Problem to work on :: Reproduce all records word for word.

Entries provided ::
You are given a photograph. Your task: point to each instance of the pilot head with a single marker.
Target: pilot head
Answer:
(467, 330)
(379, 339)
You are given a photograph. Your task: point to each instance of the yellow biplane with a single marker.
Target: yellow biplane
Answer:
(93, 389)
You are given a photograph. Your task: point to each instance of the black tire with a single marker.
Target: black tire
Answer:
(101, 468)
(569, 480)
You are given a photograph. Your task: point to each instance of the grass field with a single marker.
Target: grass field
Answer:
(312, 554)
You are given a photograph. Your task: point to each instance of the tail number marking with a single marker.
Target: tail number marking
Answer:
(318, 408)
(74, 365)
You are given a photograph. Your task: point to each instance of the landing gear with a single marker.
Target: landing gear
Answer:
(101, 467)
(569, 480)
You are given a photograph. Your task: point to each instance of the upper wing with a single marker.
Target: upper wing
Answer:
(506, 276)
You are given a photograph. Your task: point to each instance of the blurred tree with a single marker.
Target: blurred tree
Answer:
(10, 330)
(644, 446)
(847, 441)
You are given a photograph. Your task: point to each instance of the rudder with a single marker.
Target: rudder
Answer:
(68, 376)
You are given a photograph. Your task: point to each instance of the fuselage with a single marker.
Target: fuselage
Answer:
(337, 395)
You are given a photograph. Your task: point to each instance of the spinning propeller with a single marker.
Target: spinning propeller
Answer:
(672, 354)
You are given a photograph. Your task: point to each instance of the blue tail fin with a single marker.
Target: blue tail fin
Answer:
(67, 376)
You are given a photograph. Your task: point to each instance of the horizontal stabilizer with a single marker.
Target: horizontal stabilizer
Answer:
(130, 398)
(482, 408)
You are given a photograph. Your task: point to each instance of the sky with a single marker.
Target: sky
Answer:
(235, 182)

Answer to this problem ::
You are given a photograph. Your task: point to each instance of the pilot head with a single marker.
Target: pilot head
Answer:
(467, 330)
(379, 339)
You are given a photograph. Your task: point to each instance of the yellow biplane with a single marker.
Target: yellow biplane
Answer:
(93, 389)
You are given a photograph. Your task: point to each instance of the black tire with a single marker.
Target: black tire
Answer:
(101, 468)
(569, 480)
You are given a photograph. Your task: point to each instance of the grass field with a single marker.
Target: grass field
Answer:
(312, 554)
You are given a photograph. Your task: point to each instance of the tail number marking with a single marker.
Target: tail number marking
Answer:
(318, 408)
(74, 365)
You are given a photograph. Your task: point to each instance of the landing gear with a single marker.
Target: landing gear
Answer:
(101, 467)
(569, 480)
You are given a photograph. Your task: point to each instance of the upper wing with a single marker.
Target: upper wing
Answer:
(506, 276)
You are given a photograph. Your task: point to each instance of the blurred tree with a single marker.
Target: blurred tree
Answer:
(10, 330)
(644, 446)
(847, 441)
You are given a photograph. Your task: point to each instance of the rudder with a single marker.
Target: rudder
Answer:
(68, 376)
You are given a photograph. Your task: point to each instance of the fuselage with a single marker.
Target: fuselage
Answer:
(337, 395)
You are given a photograph. Your task: point to each instance of the spinning propeller with a single marker.
Target: spinning propeller
Answer:
(672, 354)
You are given a photograph. Your task: point to each instance of the blue tail fin with a single marker.
Target: blue tail fin
Answer:
(67, 376)
You are given a photograph. Your task: point to each instance of the horizontal stabilizer with a single marker.
Target: horizontal stabilizer
Answer:
(130, 398)
(482, 408)
You are given a photograph. Your task: point to each instance of the sky with a single marker.
Target: sky
Answer:
(235, 182)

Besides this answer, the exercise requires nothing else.